Pull every line containing "query" from the listing.

Supplied material:
◆ ◆ ◆ ◆ ◆
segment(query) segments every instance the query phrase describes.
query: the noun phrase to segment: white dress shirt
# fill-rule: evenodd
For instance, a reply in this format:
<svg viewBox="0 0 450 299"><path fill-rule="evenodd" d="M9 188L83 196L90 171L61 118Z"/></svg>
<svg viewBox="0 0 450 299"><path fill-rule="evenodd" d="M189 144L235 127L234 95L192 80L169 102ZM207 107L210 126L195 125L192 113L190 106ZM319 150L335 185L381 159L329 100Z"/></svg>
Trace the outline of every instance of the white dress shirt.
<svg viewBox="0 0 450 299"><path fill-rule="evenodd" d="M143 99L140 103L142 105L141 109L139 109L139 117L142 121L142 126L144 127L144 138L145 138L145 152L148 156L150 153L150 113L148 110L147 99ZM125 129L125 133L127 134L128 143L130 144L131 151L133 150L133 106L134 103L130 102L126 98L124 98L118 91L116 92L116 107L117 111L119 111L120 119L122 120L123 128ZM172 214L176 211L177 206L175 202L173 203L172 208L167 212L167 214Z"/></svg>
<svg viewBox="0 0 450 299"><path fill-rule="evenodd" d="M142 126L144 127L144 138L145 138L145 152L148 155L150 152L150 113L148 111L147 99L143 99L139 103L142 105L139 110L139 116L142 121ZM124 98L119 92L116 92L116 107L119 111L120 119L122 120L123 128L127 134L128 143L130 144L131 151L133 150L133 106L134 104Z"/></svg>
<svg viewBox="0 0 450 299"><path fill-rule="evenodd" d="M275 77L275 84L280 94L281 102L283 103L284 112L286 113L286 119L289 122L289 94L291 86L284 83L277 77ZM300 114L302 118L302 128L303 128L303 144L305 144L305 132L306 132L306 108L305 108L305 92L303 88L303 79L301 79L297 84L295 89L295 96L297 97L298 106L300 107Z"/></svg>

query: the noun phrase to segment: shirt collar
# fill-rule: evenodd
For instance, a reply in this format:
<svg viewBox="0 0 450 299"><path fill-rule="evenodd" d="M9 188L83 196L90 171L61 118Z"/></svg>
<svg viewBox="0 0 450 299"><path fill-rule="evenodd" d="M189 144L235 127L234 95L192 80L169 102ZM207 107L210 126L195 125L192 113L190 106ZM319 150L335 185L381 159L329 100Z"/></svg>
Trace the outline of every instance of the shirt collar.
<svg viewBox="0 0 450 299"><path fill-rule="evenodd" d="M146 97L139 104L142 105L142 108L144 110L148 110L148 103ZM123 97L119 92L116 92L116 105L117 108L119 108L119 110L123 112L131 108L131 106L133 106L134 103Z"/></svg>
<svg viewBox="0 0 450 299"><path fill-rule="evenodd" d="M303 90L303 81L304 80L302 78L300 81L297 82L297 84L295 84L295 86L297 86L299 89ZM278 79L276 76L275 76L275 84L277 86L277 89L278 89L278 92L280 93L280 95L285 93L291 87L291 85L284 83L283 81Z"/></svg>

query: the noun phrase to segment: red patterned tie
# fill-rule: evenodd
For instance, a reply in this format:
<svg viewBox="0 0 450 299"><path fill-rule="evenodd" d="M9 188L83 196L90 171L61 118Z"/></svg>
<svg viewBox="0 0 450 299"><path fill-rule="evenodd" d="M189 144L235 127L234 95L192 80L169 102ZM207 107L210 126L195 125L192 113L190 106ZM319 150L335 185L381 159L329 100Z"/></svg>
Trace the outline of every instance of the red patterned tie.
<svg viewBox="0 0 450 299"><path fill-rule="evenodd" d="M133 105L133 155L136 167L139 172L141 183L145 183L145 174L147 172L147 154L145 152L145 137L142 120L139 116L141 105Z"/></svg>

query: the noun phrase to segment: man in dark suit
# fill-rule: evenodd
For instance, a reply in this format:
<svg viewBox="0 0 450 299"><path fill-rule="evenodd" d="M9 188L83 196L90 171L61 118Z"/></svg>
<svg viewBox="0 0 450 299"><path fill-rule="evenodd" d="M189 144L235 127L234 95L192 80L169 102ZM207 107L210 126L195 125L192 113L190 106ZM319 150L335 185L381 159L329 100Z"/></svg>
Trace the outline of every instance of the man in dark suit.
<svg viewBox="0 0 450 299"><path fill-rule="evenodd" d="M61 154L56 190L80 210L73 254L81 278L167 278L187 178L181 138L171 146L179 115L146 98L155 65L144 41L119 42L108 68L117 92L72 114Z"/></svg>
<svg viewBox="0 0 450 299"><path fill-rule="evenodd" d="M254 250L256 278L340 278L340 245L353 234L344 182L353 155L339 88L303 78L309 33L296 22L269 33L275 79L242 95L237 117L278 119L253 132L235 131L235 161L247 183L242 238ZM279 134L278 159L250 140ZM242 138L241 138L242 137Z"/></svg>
◆ ◆ ◆ ◆ ◆
Solution to this task:
segment(query) segments every instance the query phrase describes.
query: the noun phrase to segment: white dress shirt
query: the noun phrase to segment: shirt collar
query: the noun phrase to segment: red patterned tie
query: the noun phrase to segment: man in dark suit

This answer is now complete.